[DOCUMENT TEXT]

________

I think the judges and lawyers are partly victims of the broken system, while being perpetrators of it at the same time. In a true, sense, the body of jurisprudence simply is inapplicable to mental illness, yet I see no effort to change the situation.
I wish your brother much luck. I read that you were trying to gain conservatorship after I had posted above.
From the little I have studied about schizophrenia, it is possible that there are times your brother could have insight that he is ill, and at other times lose insight as a delusion becomes fullblown.
I recently presented a paper (grad student) and wish I had found this blog beforehand, but I did cover some of the more common myths about the disorder. Situations like your brother’s make it obvious that there is a need for public awareness/education.
sorry to hear about your bros situation. It sounds to me the problem is financial, schizophrenia and poverty are co-existing symptoms. If financial hardship was not part of your brothers life, perhaps he could organize to avoid the triggers of the illness, as the information illness is corrupted by the pressures of the environment, and poverty and fear, exacerbate the condition over time. Perhaps a pschologist, or anger management, might be a better choice than forcible confinement or anti-liberty bargaining positions over time. Good luck with the judge.
my son has been found incompitant to stand trial by 3 doctors while a 4th (jail) dr. says he’s lying his lawyer has now after 9 months of rule 11 hearings has now decided its too costly & jail time would be longer top keep gouing with rule 11 so he has bound my mentally ill son of 6 yrs. back to criminal court where he is getting no help from his lawyer or any one else what do i do????????????? please help
Dennis, I read this case with great interest. I found you because I am teaching a graduate class in adult psychopathology and found your interview of your brother on youtube. This is a heartbreaking situation and I am so sorry for the problems Tony faces because of a pervasive lack of understanding about mental illness.
Thank you for posting the interview on youtube. Hopefully, one student at a time, we can help defeat prejudice and misunderstanding about mental illness.
What happened with Tony?
Sincerely,
Valerie Hale PhD
MY GRANDSON IS INCARCERATED. HE IS NOT A CRIMINAL. HE DOES NOT GET UP IN THE MORNING AND SAY TODAY I WILL COMMIT A CRIME. HE IS GUILTY OF NOTHING, SITUATIONS THAT YOU OR I WOULD GET A SLAP ON THE HAND FOR. BECAUSE HE HAS PRIORS EACH LITTLE EPISODE BECOMES BLOWN OUT OF PROPORTION. THE POLICE ESCALATE INCIDENTS THAT ARE NOTHING. THEY HAVE TO MUCH POWER, AND ARE SUBJECT TO THEIR OWN RREJUDICES.

________

[RECORDS SUPPLIED]
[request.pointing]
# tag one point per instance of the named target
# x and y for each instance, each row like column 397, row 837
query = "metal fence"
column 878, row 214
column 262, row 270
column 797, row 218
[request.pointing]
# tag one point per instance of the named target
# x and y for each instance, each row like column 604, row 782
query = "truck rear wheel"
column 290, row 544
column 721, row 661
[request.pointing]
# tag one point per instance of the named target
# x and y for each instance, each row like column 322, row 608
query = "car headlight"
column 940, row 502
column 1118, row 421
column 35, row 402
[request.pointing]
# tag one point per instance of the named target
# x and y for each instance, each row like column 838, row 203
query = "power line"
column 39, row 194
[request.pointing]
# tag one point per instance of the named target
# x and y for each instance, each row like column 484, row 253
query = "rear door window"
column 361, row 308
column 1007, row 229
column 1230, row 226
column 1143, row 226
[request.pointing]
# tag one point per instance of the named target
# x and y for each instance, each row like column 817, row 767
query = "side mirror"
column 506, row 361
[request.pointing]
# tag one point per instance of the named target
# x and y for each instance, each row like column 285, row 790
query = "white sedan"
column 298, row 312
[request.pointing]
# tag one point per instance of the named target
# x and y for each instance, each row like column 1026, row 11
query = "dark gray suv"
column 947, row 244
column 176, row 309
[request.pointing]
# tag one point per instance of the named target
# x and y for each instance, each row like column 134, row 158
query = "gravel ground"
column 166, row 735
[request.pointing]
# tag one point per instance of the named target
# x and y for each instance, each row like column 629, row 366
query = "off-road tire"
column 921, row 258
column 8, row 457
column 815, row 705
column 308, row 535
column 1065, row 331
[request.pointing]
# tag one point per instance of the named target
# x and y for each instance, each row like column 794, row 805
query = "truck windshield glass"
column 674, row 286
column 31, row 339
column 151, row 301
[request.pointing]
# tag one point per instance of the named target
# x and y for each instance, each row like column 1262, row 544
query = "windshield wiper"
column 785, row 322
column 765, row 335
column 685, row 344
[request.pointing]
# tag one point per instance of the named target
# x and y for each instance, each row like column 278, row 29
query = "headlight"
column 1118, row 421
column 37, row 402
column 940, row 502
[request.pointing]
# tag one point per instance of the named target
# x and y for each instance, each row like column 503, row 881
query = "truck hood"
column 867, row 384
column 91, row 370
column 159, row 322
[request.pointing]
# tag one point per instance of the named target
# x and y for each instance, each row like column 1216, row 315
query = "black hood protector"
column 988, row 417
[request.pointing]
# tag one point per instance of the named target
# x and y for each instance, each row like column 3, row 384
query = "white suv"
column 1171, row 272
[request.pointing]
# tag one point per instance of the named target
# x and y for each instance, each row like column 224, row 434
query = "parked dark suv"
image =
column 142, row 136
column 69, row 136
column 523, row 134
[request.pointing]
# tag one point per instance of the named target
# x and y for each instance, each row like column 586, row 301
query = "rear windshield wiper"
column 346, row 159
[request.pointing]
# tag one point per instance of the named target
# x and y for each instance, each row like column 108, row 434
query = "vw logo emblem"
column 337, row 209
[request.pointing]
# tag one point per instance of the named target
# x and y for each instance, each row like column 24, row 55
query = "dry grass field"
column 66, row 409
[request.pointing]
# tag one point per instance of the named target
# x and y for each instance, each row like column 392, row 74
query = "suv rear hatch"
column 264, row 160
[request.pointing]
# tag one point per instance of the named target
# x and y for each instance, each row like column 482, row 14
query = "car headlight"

________

[QUESTIONS TO ANSWER]
- A) Please list every personal name that appears in the comments on mental illness and the courts.
- B) According to the comments on mental illness and the courts, how many doctors found the son incompetent to stand trial?

[ANSWERS FOR EACH ITEM]
- A)
Dennis
Tony
Valerie Hale

- B) Three doctors.